> The task
Copy the entire listing below line for line, keeping every character unchanged.

>> Start Records provided

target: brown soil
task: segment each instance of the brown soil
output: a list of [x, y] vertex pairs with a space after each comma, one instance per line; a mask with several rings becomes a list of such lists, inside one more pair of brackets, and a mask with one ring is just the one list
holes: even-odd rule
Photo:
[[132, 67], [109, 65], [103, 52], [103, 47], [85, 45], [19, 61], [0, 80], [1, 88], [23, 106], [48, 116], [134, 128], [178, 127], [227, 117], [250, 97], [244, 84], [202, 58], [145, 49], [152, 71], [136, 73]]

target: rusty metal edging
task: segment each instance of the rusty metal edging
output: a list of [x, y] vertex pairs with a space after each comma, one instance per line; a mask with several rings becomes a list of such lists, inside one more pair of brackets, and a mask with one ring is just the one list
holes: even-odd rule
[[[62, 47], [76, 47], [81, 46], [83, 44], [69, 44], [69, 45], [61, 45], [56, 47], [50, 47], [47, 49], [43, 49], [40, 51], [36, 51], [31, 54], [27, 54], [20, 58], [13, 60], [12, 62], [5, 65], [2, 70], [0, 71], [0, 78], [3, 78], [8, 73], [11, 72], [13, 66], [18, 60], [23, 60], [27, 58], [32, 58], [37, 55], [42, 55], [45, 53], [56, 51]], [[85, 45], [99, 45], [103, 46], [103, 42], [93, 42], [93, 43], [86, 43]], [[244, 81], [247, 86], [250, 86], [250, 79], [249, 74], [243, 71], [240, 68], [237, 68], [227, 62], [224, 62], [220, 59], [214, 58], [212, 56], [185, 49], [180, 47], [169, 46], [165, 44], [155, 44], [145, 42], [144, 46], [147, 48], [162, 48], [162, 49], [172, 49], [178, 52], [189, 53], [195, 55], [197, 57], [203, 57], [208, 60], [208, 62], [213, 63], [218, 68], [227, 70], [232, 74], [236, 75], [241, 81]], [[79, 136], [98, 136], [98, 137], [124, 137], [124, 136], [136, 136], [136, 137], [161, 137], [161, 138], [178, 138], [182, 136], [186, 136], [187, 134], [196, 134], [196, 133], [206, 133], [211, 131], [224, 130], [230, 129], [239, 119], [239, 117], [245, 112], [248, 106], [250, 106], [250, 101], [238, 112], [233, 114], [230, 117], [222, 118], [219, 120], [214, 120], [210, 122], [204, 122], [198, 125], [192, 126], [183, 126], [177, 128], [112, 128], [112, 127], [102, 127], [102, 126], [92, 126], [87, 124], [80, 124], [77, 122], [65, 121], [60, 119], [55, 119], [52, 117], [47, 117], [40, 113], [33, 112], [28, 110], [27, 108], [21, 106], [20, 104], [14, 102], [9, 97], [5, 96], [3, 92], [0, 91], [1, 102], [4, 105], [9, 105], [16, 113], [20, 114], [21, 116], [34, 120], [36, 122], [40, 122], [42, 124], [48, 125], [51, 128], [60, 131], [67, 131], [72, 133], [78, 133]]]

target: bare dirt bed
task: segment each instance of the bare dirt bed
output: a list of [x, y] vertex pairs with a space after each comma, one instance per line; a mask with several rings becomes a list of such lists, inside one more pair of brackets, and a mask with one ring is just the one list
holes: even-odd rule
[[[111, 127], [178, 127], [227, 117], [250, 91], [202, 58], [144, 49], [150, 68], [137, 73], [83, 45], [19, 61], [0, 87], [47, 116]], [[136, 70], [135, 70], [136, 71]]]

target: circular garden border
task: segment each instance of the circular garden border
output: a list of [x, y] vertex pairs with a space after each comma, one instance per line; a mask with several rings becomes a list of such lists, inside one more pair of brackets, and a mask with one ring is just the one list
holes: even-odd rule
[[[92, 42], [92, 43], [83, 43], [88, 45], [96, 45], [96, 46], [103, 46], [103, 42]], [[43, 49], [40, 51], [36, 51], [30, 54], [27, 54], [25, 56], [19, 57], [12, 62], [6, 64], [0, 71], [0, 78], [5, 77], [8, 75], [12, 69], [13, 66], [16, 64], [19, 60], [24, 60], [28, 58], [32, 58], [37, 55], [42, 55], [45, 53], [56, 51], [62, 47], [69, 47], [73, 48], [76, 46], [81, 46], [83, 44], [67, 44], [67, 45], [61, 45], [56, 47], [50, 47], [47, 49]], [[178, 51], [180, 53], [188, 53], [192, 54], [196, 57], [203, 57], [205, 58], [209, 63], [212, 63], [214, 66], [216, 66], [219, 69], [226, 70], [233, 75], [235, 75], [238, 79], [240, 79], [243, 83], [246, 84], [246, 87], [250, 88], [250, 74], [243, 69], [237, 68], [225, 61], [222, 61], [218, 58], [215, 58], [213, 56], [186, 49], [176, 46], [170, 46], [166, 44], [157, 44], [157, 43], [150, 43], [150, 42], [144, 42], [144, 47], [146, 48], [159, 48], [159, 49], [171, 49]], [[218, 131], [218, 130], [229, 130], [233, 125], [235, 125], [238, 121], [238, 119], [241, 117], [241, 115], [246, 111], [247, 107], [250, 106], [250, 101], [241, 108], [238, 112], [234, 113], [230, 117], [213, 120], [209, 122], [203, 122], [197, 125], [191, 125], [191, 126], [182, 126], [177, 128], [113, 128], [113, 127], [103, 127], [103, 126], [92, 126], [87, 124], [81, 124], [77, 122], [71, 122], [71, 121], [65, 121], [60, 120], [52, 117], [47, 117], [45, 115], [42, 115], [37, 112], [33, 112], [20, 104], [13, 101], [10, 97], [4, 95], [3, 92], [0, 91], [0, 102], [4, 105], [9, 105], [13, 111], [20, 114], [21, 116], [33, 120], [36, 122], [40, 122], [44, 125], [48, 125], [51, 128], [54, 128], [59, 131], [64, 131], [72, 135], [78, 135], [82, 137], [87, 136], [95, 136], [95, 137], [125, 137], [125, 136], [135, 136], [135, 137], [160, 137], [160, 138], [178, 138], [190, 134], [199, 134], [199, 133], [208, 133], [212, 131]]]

>> End Records provided

> Right answer
target: brown soil
task: segment each instance of the brown soil
output: a list of [x, y] vertex pairs with a space after each comma, one instance per line; a mask with several rings becomes a list of such lists, inside one more pair of brackets, and a mask with one ring is just the one list
holes: even-odd rule
Photo:
[[132, 67], [109, 65], [103, 52], [103, 47], [85, 45], [19, 61], [0, 80], [1, 88], [23, 106], [48, 116], [134, 128], [178, 127], [227, 117], [250, 97], [244, 84], [202, 58], [145, 49], [152, 71], [136, 73]]

target: rusty metal edging
task: segment each instance of the rusty metal edging
output: a list of [x, y] vertex pairs with a space after each comma, one instance per line; a mask with several rings becomes a list of such lists, inside one more pair of brackets, and a mask with one ring is just the one list
holes: even-odd rule
[[[62, 47], [76, 47], [81, 46], [83, 44], [69, 44], [69, 45], [61, 45], [56, 47], [50, 47], [47, 49], [43, 49], [40, 51], [36, 51], [31, 54], [27, 54], [20, 58], [13, 60], [12, 62], [5, 65], [2, 70], [0, 71], [0, 78], [3, 78], [8, 73], [11, 72], [13, 66], [18, 60], [23, 60], [27, 58], [32, 58], [37, 55], [42, 55], [45, 53], [56, 51]], [[85, 45], [99, 45], [103, 46], [103, 42], [93, 42], [93, 43], [86, 43]], [[244, 81], [247, 86], [250, 86], [250, 79], [249, 74], [243, 71], [240, 68], [237, 68], [227, 62], [224, 62], [220, 59], [214, 58], [212, 56], [185, 49], [180, 47], [169, 46], [165, 44], [155, 44], [145, 42], [144, 46], [147, 48], [162, 48], [162, 49], [172, 49], [178, 52], [189, 53], [195, 55], [197, 57], [203, 57], [208, 60], [208, 62], [213, 63], [218, 68], [227, 70], [232, 74], [236, 75], [241, 81]], [[79, 136], [98, 136], [98, 137], [124, 137], [124, 136], [136, 136], [136, 137], [161, 137], [161, 138], [178, 138], [182, 136], [186, 136], [187, 134], [196, 134], [196, 133], [206, 133], [211, 131], [224, 130], [230, 129], [239, 119], [239, 117], [245, 112], [248, 106], [250, 106], [250, 101], [238, 112], [233, 114], [230, 117], [222, 118], [219, 120], [214, 120], [210, 122], [204, 122], [198, 125], [192, 126], [183, 126], [177, 128], [112, 128], [112, 127], [102, 127], [102, 126], [92, 126], [87, 124], [80, 124], [77, 122], [65, 121], [60, 119], [55, 119], [52, 117], [47, 117], [40, 113], [33, 112], [28, 110], [27, 108], [21, 106], [20, 104], [14, 102], [9, 97], [5, 96], [3, 92], [0, 91], [1, 102], [4, 105], [9, 105], [16, 113], [20, 114], [21, 116], [34, 120], [36, 122], [40, 122], [42, 124], [48, 125], [51, 128], [60, 131], [67, 131], [72, 133], [78, 133]]]

target: bare dirt bed
task: segment each instance of the bare dirt bed
output: a list of [x, y] vertex pairs with a space after each comma, one instance per line; a mask with several rings becomes a list of such lists, inside one more pair of brackets, and a mask with one ring is just the one list
holes: even-odd rule
[[[111, 127], [178, 127], [227, 117], [250, 91], [202, 58], [144, 49], [150, 68], [137, 73], [83, 45], [19, 61], [0, 87], [47, 116]], [[136, 70], [135, 70], [136, 71]]]

target: circular garden border
task: segment each instance of the circular garden border
output: a list of [x, y] vertex pairs with a space after each comma, one instance per line; a mask with several rings becomes a list of such lists, inside one more pair of brackets, and a mask with one ring is just the one list
holes: even-odd rule
[[[92, 42], [92, 43], [83, 43], [88, 45], [96, 45], [96, 46], [103, 46], [103, 42]], [[43, 49], [40, 51], [36, 51], [30, 54], [27, 54], [25, 56], [19, 57], [12, 62], [6, 64], [0, 71], [0, 78], [5, 77], [8, 75], [12, 69], [13, 66], [16, 64], [19, 60], [24, 60], [28, 58], [32, 58], [37, 55], [42, 55], [45, 53], [56, 51], [62, 47], [69, 47], [73, 48], [76, 46], [81, 46], [83, 44], [67, 44], [67, 45], [61, 45], [56, 47], [50, 47], [47, 49]], [[178, 51], [180, 53], [188, 53], [192, 54], [196, 57], [203, 57], [205, 58], [209, 63], [212, 63], [214, 66], [216, 66], [219, 69], [226, 70], [233, 75], [235, 75], [238, 79], [240, 79], [243, 83], [246, 84], [246, 87], [250, 88], [250, 74], [243, 69], [237, 68], [225, 61], [222, 61], [218, 58], [215, 58], [213, 56], [186, 49], [176, 46], [170, 46], [166, 44], [157, 44], [157, 43], [150, 43], [150, 42], [144, 42], [144, 47], [146, 48], [159, 48], [159, 49], [171, 49]], [[218, 131], [218, 130], [229, 130], [233, 125], [235, 125], [238, 121], [238, 119], [241, 117], [241, 115], [246, 111], [247, 107], [250, 106], [250, 101], [241, 108], [238, 112], [234, 113], [230, 117], [213, 120], [209, 122], [203, 122], [197, 125], [191, 125], [191, 126], [182, 126], [177, 128], [113, 128], [113, 127], [103, 127], [103, 126], [92, 126], [87, 124], [81, 124], [77, 122], [71, 122], [71, 121], [65, 121], [60, 120], [52, 117], [47, 117], [45, 115], [42, 115], [37, 112], [33, 112], [20, 104], [13, 101], [10, 97], [4, 95], [3, 92], [0, 91], [0, 102], [4, 105], [9, 105], [13, 111], [20, 114], [21, 116], [33, 120], [36, 122], [40, 122], [44, 125], [48, 125], [51, 128], [54, 128], [59, 131], [64, 131], [72, 135], [78, 135], [82, 137], [87, 136], [95, 136], [95, 137], [125, 137], [125, 136], [135, 136], [135, 137], [160, 137], [160, 138], [178, 138], [190, 134], [199, 134], [199, 133], [208, 133], [212, 131]]]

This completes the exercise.